● INSTRUCTION 1
Judge whether each statement below agrees with the summary of Australian active fund performance: (a) the first SPIVA U.S. Scorecard came out in 2002; (b) the scorecard evaluated 500 Australian bond funds; (c) over the longer measured periods, Australian Equity Mid- and Small-Cap funds were the exception to most active funds underperforming. For each, answer yes or no and quote the deciding words of the summary.
● INSTRUCTION 2
Write what comes next in the summary of Australian active fund performance, starting right after its final sentence.

___ EXTRACT

Managing Director, Global Research & Design, APAC

SUMMARY

  • S&P Dow Jones Indices has been the de facto scorekeeper of the ongoing active versus passive debate since the first publication of the SPIVA U.S. Scorecard in 2002. Over the past 19 years, we have built on our experience publishing the report by expanding scorecard coverage into Australia, Canada, Europe, India, Japan, Latin America, South Africa, and the MENA region.
  • The SPIVA Australia Scorecard reports on the performance of Australian active funds against their respective benchmark indices over different time periods. In this scorecard, we evaluated the returns of 936 Australian equity funds (large, mid, and small cap, as well as A-REIT), 500 international equity funds, and 109 Australian bond funds.
  • More than one-half of the funds in the Australian Equity General and Australian Equity Mid/Small-Cap categories beat their respective benchmarks in the first half of 2021, while 68.9% of those in the International Equity General category underperformed the benchmark.
  • For longer measured periods (3, 5, 10, and 15 years), the majority of active funds underperformed their respective benchmark indices across categories, except for Australian Equity Mid- and Small-Cap funds.
SPIVA Australia Mid-Year 2021 Exhibit 1 Chart

  • Australian Equity General Funds: The S&P/ASX 200 gained8% in the 1-year period ending June 30, 2021, while Australian Equity General funds recorded higher returns of 29.2% and 30.1% on equal- and asset-weighted bases, respectively. During this period, 55.7% of funds in this category outperformed the benchmark.  But over the 5- and 10-year horizons, 75.7% and 80.8% of funds failed to beat the benchmark, respectively.

______
___ ENTRIES SHOWN

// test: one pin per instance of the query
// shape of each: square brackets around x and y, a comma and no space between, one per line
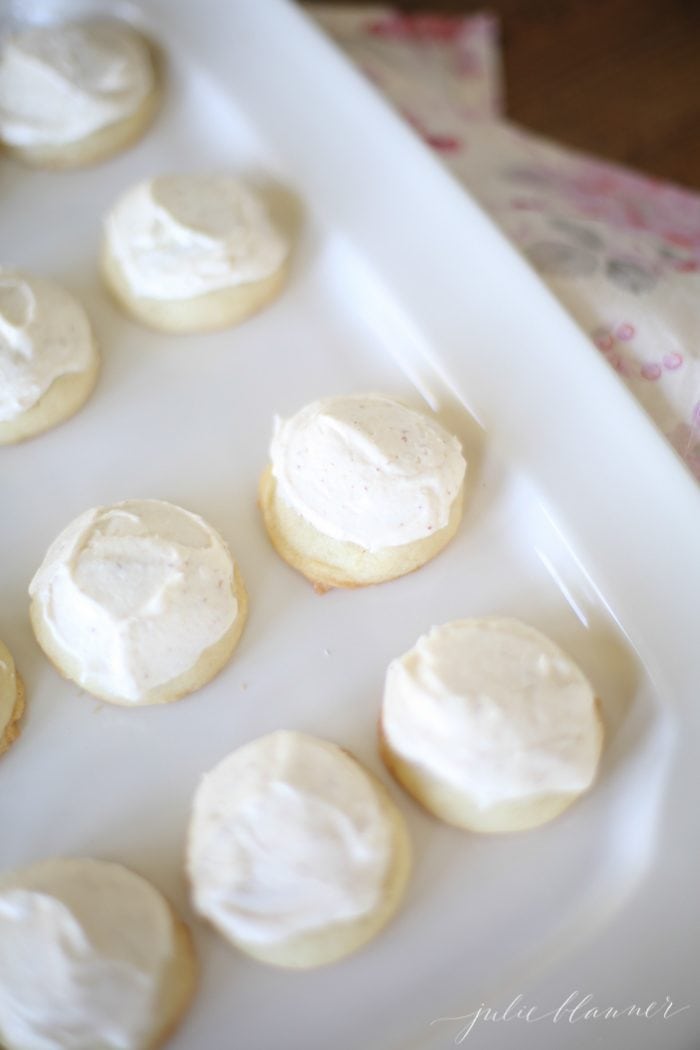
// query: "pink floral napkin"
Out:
[620,250]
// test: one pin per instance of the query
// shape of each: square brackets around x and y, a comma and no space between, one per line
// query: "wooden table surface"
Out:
[619,79]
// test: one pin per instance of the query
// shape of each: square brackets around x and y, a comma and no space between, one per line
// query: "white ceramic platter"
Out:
[579,520]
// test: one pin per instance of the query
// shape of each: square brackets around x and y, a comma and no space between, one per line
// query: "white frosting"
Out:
[85,948]
[287,837]
[494,709]
[181,236]
[61,83]
[134,593]
[367,469]
[44,334]
[7,688]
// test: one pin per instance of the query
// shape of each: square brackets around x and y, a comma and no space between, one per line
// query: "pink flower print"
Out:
[435,27]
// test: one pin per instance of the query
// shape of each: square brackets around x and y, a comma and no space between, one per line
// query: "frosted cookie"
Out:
[361,489]
[12,699]
[48,359]
[91,956]
[191,253]
[139,603]
[296,854]
[75,92]
[490,726]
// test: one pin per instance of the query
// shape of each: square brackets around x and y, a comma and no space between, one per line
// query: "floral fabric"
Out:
[620,250]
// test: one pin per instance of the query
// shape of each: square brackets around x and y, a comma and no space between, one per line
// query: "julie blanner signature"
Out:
[576,1008]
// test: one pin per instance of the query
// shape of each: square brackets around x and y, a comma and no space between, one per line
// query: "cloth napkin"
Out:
[620,250]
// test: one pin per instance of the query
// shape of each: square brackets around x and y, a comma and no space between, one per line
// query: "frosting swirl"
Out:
[134,593]
[287,837]
[85,952]
[367,469]
[181,236]
[495,709]
[61,83]
[44,334]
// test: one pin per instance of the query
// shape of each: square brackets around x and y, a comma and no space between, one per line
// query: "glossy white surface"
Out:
[601,901]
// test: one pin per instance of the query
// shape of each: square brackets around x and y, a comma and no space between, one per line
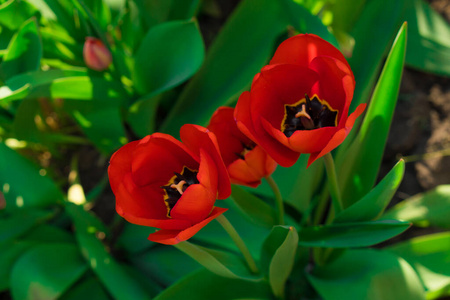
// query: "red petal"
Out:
[157,157]
[229,137]
[197,137]
[172,237]
[197,201]
[303,48]
[335,85]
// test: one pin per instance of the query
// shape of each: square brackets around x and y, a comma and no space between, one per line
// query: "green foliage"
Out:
[167,70]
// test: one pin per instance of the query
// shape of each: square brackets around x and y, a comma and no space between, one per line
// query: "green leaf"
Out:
[169,54]
[163,264]
[118,283]
[24,51]
[101,122]
[382,19]
[372,205]
[218,262]
[88,288]
[199,286]
[428,43]
[358,167]
[348,235]
[367,274]
[298,184]
[243,46]
[428,255]
[46,271]
[304,22]
[258,211]
[142,114]
[428,209]
[11,251]
[36,191]
[14,13]
[133,238]
[278,256]
[61,84]
[20,223]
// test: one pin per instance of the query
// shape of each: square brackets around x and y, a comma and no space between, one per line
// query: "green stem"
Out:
[239,242]
[278,199]
[332,183]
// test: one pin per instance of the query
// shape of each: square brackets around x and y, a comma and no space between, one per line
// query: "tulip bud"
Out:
[96,55]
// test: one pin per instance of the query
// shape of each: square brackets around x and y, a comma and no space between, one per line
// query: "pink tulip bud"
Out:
[96,55]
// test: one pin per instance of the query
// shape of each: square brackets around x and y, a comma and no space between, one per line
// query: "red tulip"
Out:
[160,182]
[246,162]
[299,102]
[96,55]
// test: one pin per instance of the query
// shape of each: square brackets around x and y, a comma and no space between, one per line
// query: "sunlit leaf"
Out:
[244,44]
[347,235]
[367,274]
[431,208]
[46,271]
[372,205]
[358,166]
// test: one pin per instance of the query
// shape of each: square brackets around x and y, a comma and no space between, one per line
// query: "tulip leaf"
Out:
[428,43]
[304,22]
[244,44]
[118,283]
[431,208]
[169,54]
[20,223]
[258,211]
[380,18]
[358,167]
[219,262]
[36,191]
[367,274]
[373,204]
[427,255]
[88,288]
[252,234]
[142,114]
[348,235]
[24,51]
[163,264]
[11,251]
[133,238]
[14,13]
[278,256]
[199,285]
[298,184]
[46,271]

______

● WRITTEN ANSWER 1
(a) Yes: "since the first publication of the SPIVA U.S. Scorecard in 2002"
(b) No: "109 Australian bond funds"
(c) Yes: "except for Australian Equity Mid- and Small-Cap funds"

● WRITTEN ANSWER 2
  • Australian Equity Mid- and Small-Cap Funds: The S&P/ASX Mid-Small posted a strong gain of 34.5% in the 1-year period ending June 30, 2021, and 65% of Australian Equity Mid- and Small-Cap funds beat the index. Funds in this category gained 41.0% and 39.9% on equal- and asset-weighted bases, respectively, for the same period.  Over the 5- and 10-year periods, 65.3% and 55.1% of funds underperformed the benchmark, respectively.
  • International Equity General Funds: International equity funds returned 28.5% and 24.5% on equal- and asset-weighted bases, respectively, in the 1-year period ending June 30, 2021, with 54.6% of funds failing to beat the benchmark. Over the 5- and 10-year periods, more than 80% and 90% of funds underperformed the S&P Developed Ex-Australia LargeMidCap, respectively.
  • Australian Bond Funds: The S&P/ASX Australian Fixed Interest 0+ Index recorded a loss of 0.87% in the 1-year period ending June 30, 2021, while funds in the Australian Bonds category recorded minor gains of 0.06% and 0.35% on equal- and asset-weighted bases, respectively. Over 70% of funds in this category beat the benchmark during this period.  In contrast, 70.2% and 85.5% of funds underperformed the benchmark over the 5- and 10-year periods, respectively.
  • Australian Equity A-REIT Funds: In the 1-year period ending June 30, 2021, Australian Equity A-REIT funds posted gains of 32.6% and 32.8% on equal- and asset-weighted bases, respectively, and 58.5% of them lagged the benchmark. Over the 5- and 10-year periods, 56.5% and 78.8% of funds in this category underperformed the benchmark, respectively.
  • Fund Survivorship: Liquidation rates for some active fund categories were high in the 1-year period ending June 30, 2021. Of all Australian funds measured, 7.7% were merged or liquidated, with those in the Australian Equity General category recording the highest liquidation rate, at 10.7%.  In contrast, only 2.9% of Australian Equity Mid- and Small-Cap funds failed to survive.  Over longer horizons, only 84.0%, 76.5%, and 60.6% of funds across all categories survived the 3-, 5-, and 10-year periods, respectively.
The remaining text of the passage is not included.